課題 1: エントリの中から、文字列「positive」を含む行をすべて抜き出してください。大文字と小文字は区別します。

そこで、Googleなどで所属先を確認しますが、中には、「大学あてに送ってもらっても、届かないことが多いので、自宅に送ってほしい」という人がいます。ところが、当の本人が転居の案内メールさえ寄こさないので、かつて「転居先不明」で出版社宛てに返送されてきたことがあります。メールで現在の自宅住所を問い合わせるのも筋違いですから、憤慨して、その人には、二度と献本を送らないことにしました。

また、各大学が独自の対応を定めていたり、中には単に事務がルーズなため、郵便物が度々紛失したりする大学もあるようです。日本の研究者は、今でも礼状メールくらいは送ってくださるのですが、このような場合には、献本が届いたことさえも、本人が知らず、また出版社に返送されるわけでもないので、私も事情が分かりません。あるいは、本の内容が気にいらなかったのかと思い、以後は、献本を送らないようにしています。

表示データ:
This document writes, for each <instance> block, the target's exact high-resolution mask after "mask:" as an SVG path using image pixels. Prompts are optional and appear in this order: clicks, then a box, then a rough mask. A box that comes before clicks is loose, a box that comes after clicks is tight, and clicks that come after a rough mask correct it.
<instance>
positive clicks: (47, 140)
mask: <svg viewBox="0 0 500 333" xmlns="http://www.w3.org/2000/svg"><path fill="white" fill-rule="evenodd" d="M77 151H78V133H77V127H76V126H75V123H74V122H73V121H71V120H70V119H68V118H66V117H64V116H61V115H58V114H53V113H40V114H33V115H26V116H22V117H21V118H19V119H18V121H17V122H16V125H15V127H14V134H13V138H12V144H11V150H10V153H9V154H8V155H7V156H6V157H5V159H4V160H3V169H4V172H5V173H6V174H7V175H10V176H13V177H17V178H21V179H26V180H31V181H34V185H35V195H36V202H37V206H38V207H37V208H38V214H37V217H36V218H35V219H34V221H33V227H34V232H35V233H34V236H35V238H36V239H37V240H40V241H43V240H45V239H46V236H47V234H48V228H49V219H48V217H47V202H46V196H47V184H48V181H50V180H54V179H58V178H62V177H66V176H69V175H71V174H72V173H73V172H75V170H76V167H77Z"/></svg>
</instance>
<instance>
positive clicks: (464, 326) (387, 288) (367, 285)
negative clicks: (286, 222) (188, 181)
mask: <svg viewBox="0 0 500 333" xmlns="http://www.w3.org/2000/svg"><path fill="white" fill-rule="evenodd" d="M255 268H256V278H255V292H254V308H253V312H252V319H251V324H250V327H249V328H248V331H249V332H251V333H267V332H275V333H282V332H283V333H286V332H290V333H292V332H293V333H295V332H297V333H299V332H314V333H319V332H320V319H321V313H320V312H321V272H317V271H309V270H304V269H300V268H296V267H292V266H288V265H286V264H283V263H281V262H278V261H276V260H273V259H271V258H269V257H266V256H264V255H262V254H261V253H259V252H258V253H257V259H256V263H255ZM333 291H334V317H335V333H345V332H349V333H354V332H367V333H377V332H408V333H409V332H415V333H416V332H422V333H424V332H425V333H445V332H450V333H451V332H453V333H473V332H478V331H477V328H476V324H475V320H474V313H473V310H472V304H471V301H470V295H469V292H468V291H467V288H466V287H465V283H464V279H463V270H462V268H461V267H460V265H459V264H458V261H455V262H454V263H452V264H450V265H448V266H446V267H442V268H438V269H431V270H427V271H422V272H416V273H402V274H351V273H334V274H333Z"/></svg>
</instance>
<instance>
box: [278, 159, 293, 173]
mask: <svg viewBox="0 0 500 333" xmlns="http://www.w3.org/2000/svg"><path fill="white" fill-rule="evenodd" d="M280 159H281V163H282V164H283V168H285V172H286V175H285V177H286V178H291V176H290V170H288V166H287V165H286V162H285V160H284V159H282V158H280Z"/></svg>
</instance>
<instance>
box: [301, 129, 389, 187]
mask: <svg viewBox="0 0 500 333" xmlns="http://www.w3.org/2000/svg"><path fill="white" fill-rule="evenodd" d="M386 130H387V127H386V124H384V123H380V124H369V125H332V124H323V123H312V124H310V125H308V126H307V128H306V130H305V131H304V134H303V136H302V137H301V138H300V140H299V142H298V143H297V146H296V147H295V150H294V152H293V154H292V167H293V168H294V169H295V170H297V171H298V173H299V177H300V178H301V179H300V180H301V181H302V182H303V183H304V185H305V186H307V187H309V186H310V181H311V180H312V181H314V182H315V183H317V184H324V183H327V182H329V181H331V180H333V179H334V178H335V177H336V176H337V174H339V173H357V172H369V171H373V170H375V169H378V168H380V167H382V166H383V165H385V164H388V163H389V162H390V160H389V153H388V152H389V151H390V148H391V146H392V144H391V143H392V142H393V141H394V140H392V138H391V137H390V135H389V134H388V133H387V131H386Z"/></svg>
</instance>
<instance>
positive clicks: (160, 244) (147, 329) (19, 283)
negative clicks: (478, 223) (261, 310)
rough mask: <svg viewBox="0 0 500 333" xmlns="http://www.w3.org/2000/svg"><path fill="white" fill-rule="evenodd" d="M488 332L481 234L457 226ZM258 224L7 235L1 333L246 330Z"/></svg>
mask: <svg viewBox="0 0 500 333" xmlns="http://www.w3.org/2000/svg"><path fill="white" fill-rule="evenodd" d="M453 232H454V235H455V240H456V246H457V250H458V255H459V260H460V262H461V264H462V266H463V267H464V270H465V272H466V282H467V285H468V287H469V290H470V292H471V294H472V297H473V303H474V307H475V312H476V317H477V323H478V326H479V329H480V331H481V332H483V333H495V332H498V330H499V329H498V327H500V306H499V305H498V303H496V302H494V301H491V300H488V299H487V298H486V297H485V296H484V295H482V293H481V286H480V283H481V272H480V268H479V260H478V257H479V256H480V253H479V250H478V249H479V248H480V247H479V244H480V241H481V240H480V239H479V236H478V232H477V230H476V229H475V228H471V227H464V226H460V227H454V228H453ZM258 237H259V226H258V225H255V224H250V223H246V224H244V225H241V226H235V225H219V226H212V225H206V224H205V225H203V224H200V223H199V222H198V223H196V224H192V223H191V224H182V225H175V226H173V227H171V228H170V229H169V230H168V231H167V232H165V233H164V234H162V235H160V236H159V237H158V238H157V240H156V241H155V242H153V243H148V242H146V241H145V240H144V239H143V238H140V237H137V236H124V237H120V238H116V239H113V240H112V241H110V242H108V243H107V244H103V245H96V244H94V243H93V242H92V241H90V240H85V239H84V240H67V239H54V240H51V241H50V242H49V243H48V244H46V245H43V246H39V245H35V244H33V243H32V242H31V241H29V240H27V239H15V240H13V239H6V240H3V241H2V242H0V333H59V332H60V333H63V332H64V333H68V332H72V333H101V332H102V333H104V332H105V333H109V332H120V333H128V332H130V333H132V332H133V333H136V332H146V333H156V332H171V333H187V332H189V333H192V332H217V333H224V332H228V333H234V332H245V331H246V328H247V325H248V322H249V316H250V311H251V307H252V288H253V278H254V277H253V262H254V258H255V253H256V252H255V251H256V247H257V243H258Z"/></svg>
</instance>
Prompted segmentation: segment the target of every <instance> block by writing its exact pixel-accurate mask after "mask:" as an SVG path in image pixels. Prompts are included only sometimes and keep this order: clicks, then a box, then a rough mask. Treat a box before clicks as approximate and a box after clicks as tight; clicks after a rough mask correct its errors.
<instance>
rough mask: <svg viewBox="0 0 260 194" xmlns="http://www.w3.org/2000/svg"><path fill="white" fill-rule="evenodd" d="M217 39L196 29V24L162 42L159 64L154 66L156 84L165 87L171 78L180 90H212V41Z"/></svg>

課題 2: 献本についての本文を、一字一句変えずに全文書き出すこと。

解答例 1:
positive clicks: (47, 140)
positive clicks: (464, 326) (387, 288) (367, 285)
positive clicks: (160, 244) (147, 329) (19, 283)

解答例 2:
そこで、Googleなどで所属先を確認しますが、中には、「大学あてに送ってもらっても、届かないことが多いので、自宅に送ってほしい」という人がいます。ところが、当の本人が転居の案内メールさえ寄こさないので、かつて「転居先不明」で出版社宛てに返送されてきたことがあります。メールで現在の自宅住所を問い合わせるのも筋違いですから、憤慨して、その人には、二度と献本を送らないことにしました。

また、各大学が独自の対応を定めていたり、中には単に事務がルーズなため、郵便物が度々紛失したりする大学もあるようです。日本の研究者は、今でも礼状メールくらいは送ってくださるのですが、このような場合には、献本が届いたことさえも、本人が知らず、また出版社に返送されるわけでもないので、私も事情が分かりません。あるいは、本の内容が気にいらなかったのかと思い、以後は、献本を送らないようにしています。